Your output must consist solely of the lines from the one containing "the baby in" through the end of the records, reproduced exactly.
# # # # # # #
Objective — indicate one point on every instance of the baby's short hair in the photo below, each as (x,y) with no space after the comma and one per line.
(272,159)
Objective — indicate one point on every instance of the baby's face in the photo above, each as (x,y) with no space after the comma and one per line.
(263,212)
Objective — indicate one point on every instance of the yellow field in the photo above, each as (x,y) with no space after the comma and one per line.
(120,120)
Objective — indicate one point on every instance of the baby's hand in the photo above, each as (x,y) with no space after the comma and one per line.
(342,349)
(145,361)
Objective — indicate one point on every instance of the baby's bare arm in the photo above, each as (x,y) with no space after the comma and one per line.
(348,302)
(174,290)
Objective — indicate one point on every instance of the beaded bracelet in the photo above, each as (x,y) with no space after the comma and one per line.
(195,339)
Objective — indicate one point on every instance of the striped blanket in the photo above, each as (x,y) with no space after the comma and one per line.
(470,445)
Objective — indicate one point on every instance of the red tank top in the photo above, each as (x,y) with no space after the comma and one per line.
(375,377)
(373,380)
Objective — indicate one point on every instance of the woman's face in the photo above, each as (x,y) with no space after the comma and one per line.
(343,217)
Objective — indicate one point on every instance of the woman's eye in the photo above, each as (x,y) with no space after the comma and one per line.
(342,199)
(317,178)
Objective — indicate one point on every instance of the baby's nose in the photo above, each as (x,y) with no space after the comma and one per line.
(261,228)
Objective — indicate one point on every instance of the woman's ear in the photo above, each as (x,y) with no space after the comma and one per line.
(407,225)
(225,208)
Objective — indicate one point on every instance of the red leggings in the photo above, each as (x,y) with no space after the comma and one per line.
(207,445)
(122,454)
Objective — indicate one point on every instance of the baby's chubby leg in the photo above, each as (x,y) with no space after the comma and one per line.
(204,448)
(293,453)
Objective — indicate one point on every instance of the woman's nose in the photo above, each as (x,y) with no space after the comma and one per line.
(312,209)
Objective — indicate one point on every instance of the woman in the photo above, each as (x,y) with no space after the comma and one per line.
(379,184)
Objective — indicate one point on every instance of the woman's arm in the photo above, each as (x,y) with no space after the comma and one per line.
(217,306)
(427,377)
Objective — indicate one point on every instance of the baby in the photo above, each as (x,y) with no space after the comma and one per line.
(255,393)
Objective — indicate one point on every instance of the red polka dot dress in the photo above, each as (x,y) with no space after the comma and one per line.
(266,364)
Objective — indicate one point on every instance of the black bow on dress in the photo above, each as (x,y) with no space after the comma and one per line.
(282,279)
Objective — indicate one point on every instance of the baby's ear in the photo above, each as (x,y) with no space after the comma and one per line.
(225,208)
# # # # # # #
WRITTEN ANSWER –
Objective — indicate one point on every instance of the baby in the photo above, each as (x,y) with no space after the comma and one per line.
(255,393)
Objective — indicate one point on every instance of the red polka dot dress in the photo above, each as (x,y) with no space after the comma and one per line.
(266,364)
Objective — indicate one point on every instance of the black bow on dress in the photo above, each as (x,y) with no space after the comma and one per line.
(282,279)
Objective — indicate one point on every instance of the baby's ear in the photo above, each as (x,y) with no space after the comma and one per line.
(225,208)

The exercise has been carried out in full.